# Directive
Arrange the entries below as a two-column CSV with the headers "label" and "boxes", one row per entry, putting the entry's text and its answer each in a single quoted field with line breaks replaced by spaces. Start at the first entry and end at the line containing "[22,104,421,289]", including both.

# Material supplied
★ ★ ★ ★ ★
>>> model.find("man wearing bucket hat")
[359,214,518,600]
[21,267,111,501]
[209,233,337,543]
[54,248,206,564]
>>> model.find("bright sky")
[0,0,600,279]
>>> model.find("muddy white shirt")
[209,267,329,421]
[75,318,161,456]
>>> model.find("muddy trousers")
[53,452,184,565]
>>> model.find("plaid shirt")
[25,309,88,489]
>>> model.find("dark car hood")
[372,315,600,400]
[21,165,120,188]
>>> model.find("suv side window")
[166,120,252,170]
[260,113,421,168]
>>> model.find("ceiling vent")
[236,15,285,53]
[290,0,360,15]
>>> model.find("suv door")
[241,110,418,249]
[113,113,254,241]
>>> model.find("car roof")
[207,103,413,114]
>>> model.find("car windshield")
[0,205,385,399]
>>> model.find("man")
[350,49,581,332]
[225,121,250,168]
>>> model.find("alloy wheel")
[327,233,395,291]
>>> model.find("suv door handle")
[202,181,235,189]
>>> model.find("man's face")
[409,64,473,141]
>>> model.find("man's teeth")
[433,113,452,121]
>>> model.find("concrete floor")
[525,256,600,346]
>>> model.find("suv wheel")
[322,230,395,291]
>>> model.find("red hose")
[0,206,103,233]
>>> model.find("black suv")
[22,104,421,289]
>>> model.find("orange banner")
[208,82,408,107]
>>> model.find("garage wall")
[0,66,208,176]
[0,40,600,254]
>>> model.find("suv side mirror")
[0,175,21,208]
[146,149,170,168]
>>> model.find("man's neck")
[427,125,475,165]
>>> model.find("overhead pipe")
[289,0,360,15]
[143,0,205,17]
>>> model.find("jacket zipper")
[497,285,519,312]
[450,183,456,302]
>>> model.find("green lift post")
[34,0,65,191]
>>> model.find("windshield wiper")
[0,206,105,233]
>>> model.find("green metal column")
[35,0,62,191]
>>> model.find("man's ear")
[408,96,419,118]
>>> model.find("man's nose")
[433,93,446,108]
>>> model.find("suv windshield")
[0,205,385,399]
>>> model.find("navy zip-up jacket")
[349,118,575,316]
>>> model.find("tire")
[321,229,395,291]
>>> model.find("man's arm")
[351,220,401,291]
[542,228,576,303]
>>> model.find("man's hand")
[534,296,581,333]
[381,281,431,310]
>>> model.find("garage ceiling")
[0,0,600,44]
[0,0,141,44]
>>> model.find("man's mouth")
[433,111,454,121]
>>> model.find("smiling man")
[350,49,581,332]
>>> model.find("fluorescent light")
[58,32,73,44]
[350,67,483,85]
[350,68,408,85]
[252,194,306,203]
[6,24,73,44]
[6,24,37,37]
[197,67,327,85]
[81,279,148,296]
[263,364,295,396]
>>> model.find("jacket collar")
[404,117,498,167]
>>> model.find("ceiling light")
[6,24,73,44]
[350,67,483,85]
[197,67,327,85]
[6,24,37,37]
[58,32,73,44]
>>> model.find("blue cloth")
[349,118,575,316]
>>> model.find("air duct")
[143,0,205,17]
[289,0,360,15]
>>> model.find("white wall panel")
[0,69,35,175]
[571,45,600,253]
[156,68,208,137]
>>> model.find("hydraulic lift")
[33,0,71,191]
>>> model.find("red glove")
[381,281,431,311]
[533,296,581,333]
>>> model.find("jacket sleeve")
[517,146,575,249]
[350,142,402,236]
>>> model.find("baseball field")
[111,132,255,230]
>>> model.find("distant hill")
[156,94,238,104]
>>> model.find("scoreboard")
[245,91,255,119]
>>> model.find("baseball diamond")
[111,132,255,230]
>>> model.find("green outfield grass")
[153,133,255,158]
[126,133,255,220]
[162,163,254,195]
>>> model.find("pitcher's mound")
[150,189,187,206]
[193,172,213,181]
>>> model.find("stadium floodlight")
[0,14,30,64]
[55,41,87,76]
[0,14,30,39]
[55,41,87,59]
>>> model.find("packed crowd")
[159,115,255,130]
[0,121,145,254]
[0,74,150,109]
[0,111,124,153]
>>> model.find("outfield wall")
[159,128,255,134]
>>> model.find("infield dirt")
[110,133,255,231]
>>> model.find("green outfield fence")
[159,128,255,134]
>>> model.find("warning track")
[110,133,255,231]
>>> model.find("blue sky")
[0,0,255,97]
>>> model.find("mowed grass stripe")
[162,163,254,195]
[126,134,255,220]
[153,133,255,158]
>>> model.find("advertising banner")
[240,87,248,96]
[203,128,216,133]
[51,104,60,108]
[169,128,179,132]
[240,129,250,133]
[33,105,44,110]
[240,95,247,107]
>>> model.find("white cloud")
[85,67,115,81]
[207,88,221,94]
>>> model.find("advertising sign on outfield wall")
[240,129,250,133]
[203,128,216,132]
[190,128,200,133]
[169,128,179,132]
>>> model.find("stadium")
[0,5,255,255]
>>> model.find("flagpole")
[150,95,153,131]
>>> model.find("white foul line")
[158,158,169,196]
★ ★ ★ ★ ★
# Result of the exercise
label,boxes
">>> model.find(""man wearing bucket hat"")","[359,214,518,600] [21,267,111,501] [209,233,337,543] [54,248,206,564]"
">>> model.find(""bright sky"")","[0,0,600,279]"
">>> model.find(""muddy white shirt"")","[209,267,329,421] [75,318,161,456]"
">>> model.find(""muddy trousers"")","[53,452,184,565]"
">>> model.find(""plaid shirt"")","[25,309,88,489]"
">>> model.find(""dark car hood"")","[372,315,600,400] [21,165,120,188]"
">>> model.find(""suv side window"")","[166,120,252,170] [260,113,421,168]"
">>> model.find(""ceiling vent"")","[236,15,285,53] [290,0,360,15]"
">>> model.find(""suv door"")","[241,110,418,249] [113,113,254,241]"
">>> model.find(""car roof"")","[207,103,413,114]"
">>> model.find(""car windshield"")","[0,205,385,399]"
">>> model.find(""man"")","[350,49,581,332] [225,121,250,168]"
">>> model.find(""alloy wheel"")","[327,233,395,291]"
">>> model.find(""suv door handle"")","[202,181,235,189]"
">>> model.find(""man's face"")","[409,64,473,141]"
">>> model.find(""man's teeth"")","[433,113,452,121]"
">>> model.find(""concrete floor"")","[525,256,600,346]"
">>> model.find(""suv wheel"")","[322,230,395,291]"
">>> model.find(""red hose"")","[0,206,103,233]"
">>> model.find(""black suv"")","[22,104,421,289]"